- EXERCISE DESCRIPTION:
Convert all of the material below into a numbered list with one entry per line, omitting any blank lines. Leave the pictures out of the list.

- MATERIAL FOR THIS EXERCISE:
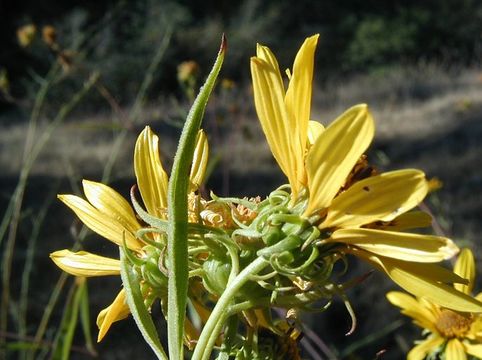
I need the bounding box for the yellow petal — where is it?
[50,250,120,277]
[305,104,375,216]
[445,338,467,360]
[386,291,437,332]
[189,130,209,191]
[464,342,482,359]
[320,169,428,228]
[285,35,319,184]
[327,228,459,263]
[350,250,482,312]
[376,211,432,231]
[308,120,325,147]
[454,248,475,294]
[407,335,445,360]
[251,46,300,197]
[97,289,130,342]
[134,126,168,218]
[58,195,141,250]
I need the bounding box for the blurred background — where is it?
[0,0,482,359]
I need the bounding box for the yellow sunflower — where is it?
[50,127,209,341]
[387,249,482,360]
[251,35,482,311]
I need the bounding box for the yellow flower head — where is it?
[387,249,482,360]
[50,127,208,341]
[251,35,482,311]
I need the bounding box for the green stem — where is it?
[192,257,269,360]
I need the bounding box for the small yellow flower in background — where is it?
[50,127,208,341]
[387,249,482,360]
[17,24,37,47]
[251,35,482,311]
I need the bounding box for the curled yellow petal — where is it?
[464,342,482,359]
[376,211,432,231]
[50,250,120,277]
[386,291,437,332]
[305,104,375,216]
[285,35,319,184]
[251,45,300,197]
[320,169,428,227]
[308,120,325,147]
[407,335,445,360]
[58,195,141,250]
[82,180,140,233]
[134,126,168,218]
[327,228,459,263]
[189,130,209,191]
[350,249,482,312]
[97,289,130,342]
[454,248,475,294]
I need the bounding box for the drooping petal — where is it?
[350,249,482,312]
[58,195,141,250]
[376,211,432,231]
[445,338,467,360]
[50,250,120,277]
[189,130,209,191]
[134,126,168,218]
[327,228,459,263]
[320,169,428,228]
[97,289,131,342]
[304,104,375,216]
[454,248,475,294]
[386,291,437,332]
[285,35,319,184]
[407,335,445,360]
[82,180,141,233]
[251,45,303,197]
[464,342,482,359]
[308,120,325,147]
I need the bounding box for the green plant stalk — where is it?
[101,25,173,183]
[167,36,226,360]
[192,257,269,360]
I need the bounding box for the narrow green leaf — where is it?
[167,36,226,360]
[120,248,168,360]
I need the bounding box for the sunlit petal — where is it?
[454,248,475,294]
[386,291,437,332]
[327,228,459,263]
[285,35,319,184]
[305,104,375,215]
[464,342,482,359]
[189,130,209,191]
[58,195,140,249]
[50,250,120,277]
[407,335,445,360]
[134,126,168,218]
[97,289,130,342]
[445,339,467,360]
[320,169,428,228]
[308,120,325,147]
[351,250,482,312]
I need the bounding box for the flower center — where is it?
[435,309,474,338]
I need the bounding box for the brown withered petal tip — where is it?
[219,33,228,52]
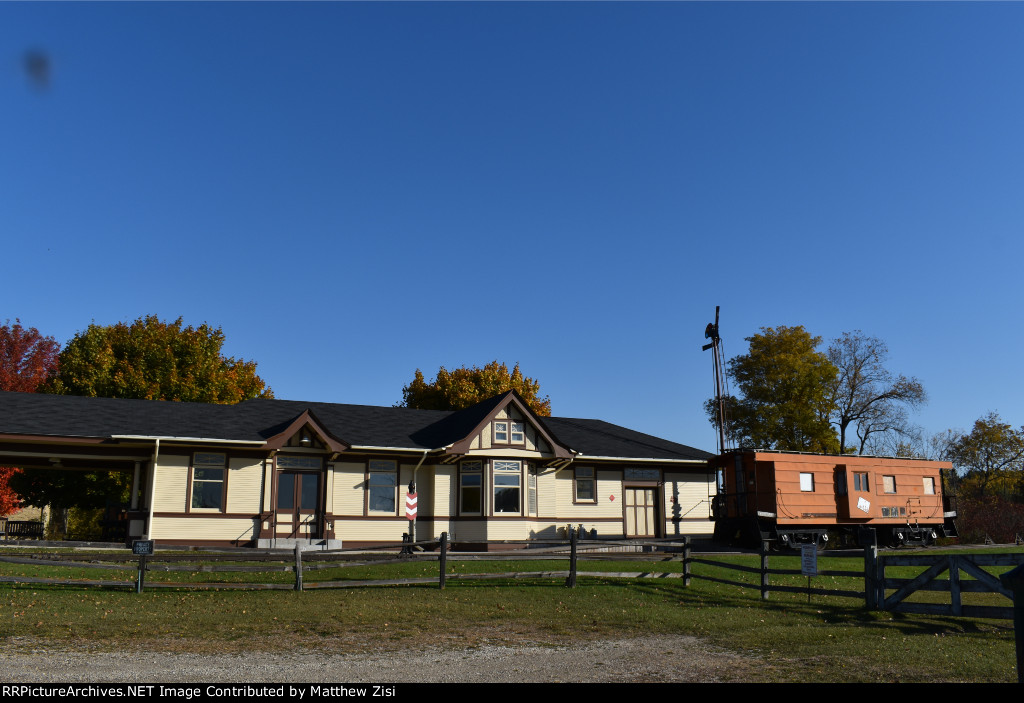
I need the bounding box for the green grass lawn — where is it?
[0,555,1016,682]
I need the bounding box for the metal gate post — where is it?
[565,527,579,588]
[999,564,1024,684]
[683,537,690,586]
[437,532,447,590]
[761,540,769,601]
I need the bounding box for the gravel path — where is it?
[0,635,761,684]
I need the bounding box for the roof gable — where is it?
[258,409,351,451]
[446,391,573,459]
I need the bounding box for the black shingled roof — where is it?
[0,392,712,460]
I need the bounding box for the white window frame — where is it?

- EXERCISE ANSWER:
1. I need the bounding box for the yellow petal — where is it?
2. [50,250,120,277]
3. [305,104,375,216]
4. [445,338,467,360]
5. [386,291,437,332]
6. [189,130,209,191]
7. [464,342,482,359]
8. [320,169,428,228]
9. [285,35,319,184]
10. [327,228,459,263]
11. [350,250,482,312]
12. [376,211,432,231]
13. [308,120,325,147]
14. [454,248,475,294]
15. [407,335,445,360]
16. [251,46,300,197]
17. [97,289,130,342]
18. [134,126,168,218]
19. [58,195,141,250]
20. I need the bounding box for the blurred background — where is it?
21. [0,0,482,359]
22. I need the bounding box for the yellow sunflower — where is it?
23. [50,127,209,341]
24. [387,249,482,360]
25. [251,35,482,311]
26. I need the bounding box for the yellow flower head — where is it?
27. [387,249,482,360]
28. [50,127,208,341]
29. [251,35,482,311]
30. I need the bounding box for the green stem — where is it?
31. [192,257,269,360]
32. I need the bounding box for the small yellow flower in background — where is it?
33. [50,127,208,341]
34. [387,249,482,360]
35. [17,24,37,47]
36. [251,35,482,311]
37. I need the bounding box for the curled yellow petal — where is it?
38. [464,342,482,359]
39. [376,211,432,231]
40. [50,250,120,277]
41. [386,291,437,332]
42. [305,104,375,216]
43. [285,35,319,184]
44. [251,45,300,197]
45. [320,169,428,227]
46. [308,120,325,147]
47. [407,335,445,360]
48. [58,195,141,250]
49. [82,180,140,233]
50. [134,126,168,218]
51. [327,228,459,263]
52. [189,130,209,191]
53. [350,249,482,312]
54. [97,289,130,342]
55. [454,248,475,294]
56. I need the bounding box for the drooping petal — where is it?
57. [350,249,482,312]
58. [58,195,141,250]
59. [376,211,432,231]
60. [445,338,467,360]
61. [50,250,120,277]
62. [189,130,209,191]
63. [134,126,168,218]
64. [327,228,459,263]
65. [320,169,428,228]
66. [97,289,131,342]
67. [304,104,375,216]
68. [454,248,475,294]
69. [386,291,437,332]
70. [285,35,319,184]
71. [407,335,445,360]
72. [82,180,141,233]
73. [251,45,303,197]
74. [464,342,482,359]
75. [308,120,325,147]
76. I need the bounding box for the green plant stalk — where is it?
77. [101,25,173,183]
78. [167,36,226,360]
79. [192,257,269,360]
80. I need the bounding box for the narrow green leaf — where is it?
81. [167,36,226,360]
82. [120,248,168,360]
83. I need the bounding box for the sunlit petal — where is it?
84. [454,248,475,294]
85. [386,291,437,332]
86. [327,228,459,263]
87. [285,35,319,184]
88. [305,104,375,215]
89. [464,342,482,359]
90. [189,130,209,191]
91. [58,195,140,249]
92. [50,250,120,277]
93. [407,335,445,360]
94. [134,126,168,218]
95. [97,289,130,342]
96. [445,339,467,360]
97. [320,169,428,228]
98. [308,120,325,147]
99. [351,250,482,312]
100. I need the bounding box for the flower center — where is it?
101. [435,309,474,338]
102. I need the bounding box for the brown withered petal tip — where is it?
103. [219,33,228,52]
104. I need the bounding box for the green grass lawn — where is it?
105. [0,555,1016,682]
106. I need the bounding box for the metal gate post — where is it?
107. [565,527,579,588]
108. [999,564,1024,684]
109. [683,537,690,586]
110. [437,532,447,590]
111. [761,540,769,601]
112. I need the bounding box for the gravel path — where is it?
113. [0,635,761,684]
114. I need the bounding box for the roof gable — where is it?
115. [258,409,351,451]
116. [446,391,573,459]
117. I need the bounding box for the black shingled roof — where is it?
118. [0,392,712,460]
119. I need the bounding box for the white window frame — where is it?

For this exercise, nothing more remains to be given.